§ **Your task**: Locate the line that contains "column 15, row 211" in the entries below, then repeat it and every following line through the line that contains "column 569, row 581", exactly, and no others.

[Dataset items]
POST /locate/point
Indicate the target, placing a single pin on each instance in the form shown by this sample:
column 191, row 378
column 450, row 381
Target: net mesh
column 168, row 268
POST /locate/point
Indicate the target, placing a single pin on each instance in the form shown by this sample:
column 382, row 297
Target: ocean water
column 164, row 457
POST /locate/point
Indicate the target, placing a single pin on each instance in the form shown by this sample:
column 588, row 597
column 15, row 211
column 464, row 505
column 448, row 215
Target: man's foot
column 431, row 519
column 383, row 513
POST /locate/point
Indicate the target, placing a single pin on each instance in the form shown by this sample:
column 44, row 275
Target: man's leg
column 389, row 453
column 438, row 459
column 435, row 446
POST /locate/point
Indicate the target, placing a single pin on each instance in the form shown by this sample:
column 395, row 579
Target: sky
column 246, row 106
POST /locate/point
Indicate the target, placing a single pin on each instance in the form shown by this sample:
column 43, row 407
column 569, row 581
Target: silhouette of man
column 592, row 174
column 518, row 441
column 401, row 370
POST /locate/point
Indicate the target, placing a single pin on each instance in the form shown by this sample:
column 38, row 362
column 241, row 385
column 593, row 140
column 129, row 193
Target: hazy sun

§ **Solved problem**:
column 15, row 211
column 464, row 505
column 448, row 215
Target: man's foot
column 431, row 519
column 383, row 513
POST /locate/point
Indicate the target, placing a single pin on each instance in the form shown by this sample:
column 44, row 275
Target: man's leg
column 389, row 453
column 438, row 459
column 435, row 446
POST /locate/point
Indicate the target, placing a single pin on each instance in the form shown by this sample:
column 395, row 579
Target: sky
column 246, row 106
POST /locate/point
Indicate the target, placing a single pin on each instance in the form shown by this sample:
column 43, row 407
column 569, row 581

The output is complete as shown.